### [EXTRAIT CHOISI]
┌──

Brève histoire de la pénétration chrétienne à Madagascar
Après les passages plus ou moins sans suite des pères lazaristes dans le Sud de Madagascar au cours du XVIIe siècle, ce n’est qu’en 1820 que les missionnaires de la London Missionary Society arrivent en Imerina. Radama Ier roi d’alors désirant ouvrir son peuple aux techniques et savoirs – faire occidentaux, les reçoit d’une manière amicale dans le cadre d’une coopération technique et économique avec les Anglais de l’Ile Maurice. Les premiers missionnaires ont ouvert une école et ont commencé le travail de transcription de la langue malgache en s’attelant à la traduction de la Bible. Leurs travaux d’évangélisation et de scolarisation seront stoppés en 1836, quelques années après l’arrivée au pouvoir de la Reine Ranavalona Ière hostile à la pénétration étrangère et chrétienne. Mais malgré la persécution et l’exécution d’un grand nombre de chrétiens, le christianisme ne s’est pas éteint. Les chrétiens se sont dispersés en Imerina et en provinces (surtout en pays Betsileo) et se sont réunis en cachette pour partager leur foi. Ce qui aura pour conséquence que malgré ses origines étrangères, le christianisme va prendre ses racines en terre malgache au XIXe siècle. Selon Maminiaina Razafindrabe, la nouvelle religion promet un salut, une égalité et une équité dans une situation de misère et l’injustice Après l’avènement du roi Radama II en 1861, les missionnaires anglais de la L.M.S vont revenir et les catholiques et luthériens arrivent pour poursuivre l’évangélisation de Madagascar, suivis par d’autres encore jusqu’à maintenant. Après une certaine rivalité au 19è siècle les diverses confessions vont se rapprocher surtout à partir des années 60. L’oecuménisme a fait même un grand pas entre ces anciennes confessions chrétiennes à Madagascar car en 1980 est né le Conseil des Eglises Chrétiennes de Madagascar ou le F.F.K.M. Le problème qui se pose à celles – ci depuis quelques années est celui de l’apparition des sectes de diverses dénominations. Tout se passe comme si une partie importante de la population ne trouve plus, avec les difficultés de la vie, des ressources spirituelles suffisantes auprès de ces anciennes églises. Ce qu’on peut avancer c’est qu’il peut s’agir là d’un mouvement de « contestation » qui cherche à instaurer un « nouvel ordre évangélique » et une nouvelle pratique pastorale, parallèlement à la recherche d’un nouvel ordre social.

└──

### [LISTE À TRAITER]
┌──

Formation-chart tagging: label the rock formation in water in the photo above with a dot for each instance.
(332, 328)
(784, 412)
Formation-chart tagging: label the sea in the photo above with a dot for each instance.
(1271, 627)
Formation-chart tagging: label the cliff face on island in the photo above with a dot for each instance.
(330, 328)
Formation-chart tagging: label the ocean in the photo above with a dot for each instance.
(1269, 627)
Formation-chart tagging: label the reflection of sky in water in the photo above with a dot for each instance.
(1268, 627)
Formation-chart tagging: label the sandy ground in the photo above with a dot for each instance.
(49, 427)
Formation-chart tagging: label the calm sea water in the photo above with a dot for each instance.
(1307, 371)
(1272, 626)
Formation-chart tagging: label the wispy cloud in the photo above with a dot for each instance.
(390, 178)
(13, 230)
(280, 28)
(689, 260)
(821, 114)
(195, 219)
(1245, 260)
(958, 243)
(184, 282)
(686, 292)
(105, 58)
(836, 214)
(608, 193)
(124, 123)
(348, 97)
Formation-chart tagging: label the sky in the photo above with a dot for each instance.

└──
┌──

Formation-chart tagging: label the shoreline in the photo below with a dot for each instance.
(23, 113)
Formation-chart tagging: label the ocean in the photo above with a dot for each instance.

└──
┌──

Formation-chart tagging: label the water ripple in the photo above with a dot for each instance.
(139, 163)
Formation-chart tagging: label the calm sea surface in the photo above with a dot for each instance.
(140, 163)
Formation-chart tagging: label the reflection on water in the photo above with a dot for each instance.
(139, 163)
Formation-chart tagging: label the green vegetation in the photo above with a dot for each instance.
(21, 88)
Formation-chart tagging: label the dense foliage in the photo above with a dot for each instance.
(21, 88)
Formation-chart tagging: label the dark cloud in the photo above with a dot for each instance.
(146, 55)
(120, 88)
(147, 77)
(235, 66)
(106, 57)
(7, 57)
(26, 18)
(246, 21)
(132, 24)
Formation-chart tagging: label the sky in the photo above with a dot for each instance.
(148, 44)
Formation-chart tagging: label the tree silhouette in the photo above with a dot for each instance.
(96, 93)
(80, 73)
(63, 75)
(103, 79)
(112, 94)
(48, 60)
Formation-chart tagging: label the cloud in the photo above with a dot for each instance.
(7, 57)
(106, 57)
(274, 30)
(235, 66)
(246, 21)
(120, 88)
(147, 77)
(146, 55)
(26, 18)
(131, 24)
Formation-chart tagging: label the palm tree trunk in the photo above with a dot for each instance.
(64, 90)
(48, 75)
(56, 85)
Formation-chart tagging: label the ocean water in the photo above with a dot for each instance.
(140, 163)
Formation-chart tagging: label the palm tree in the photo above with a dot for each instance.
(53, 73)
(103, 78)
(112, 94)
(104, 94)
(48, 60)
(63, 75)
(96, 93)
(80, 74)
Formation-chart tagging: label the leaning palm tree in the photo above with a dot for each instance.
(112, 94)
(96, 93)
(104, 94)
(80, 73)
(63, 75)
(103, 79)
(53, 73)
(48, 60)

└──

### [TRAVAIL À FAIRE]
a) D'après l'extrait sur l'histoire chrétienne à Madagascar, en quelle année le Conseil des Eglises Chrétiennes de Madagascar est-il né ?
b) Repérez dans la liste chaque ligne où figure la chaîne "palm", puis recopiez-la.

### [RÉPONSES PAR CONSIGNE]
a) En 1980.

b)
Formation-chart tagging: label the palm tree trunk in the photo above with a dot for each instance.
Formation-chart tagging: label the palm tree in the photo above with a dot for each instance.
Formation-chart tagging: label the leaning palm tree in the photo above with a dot for each instance.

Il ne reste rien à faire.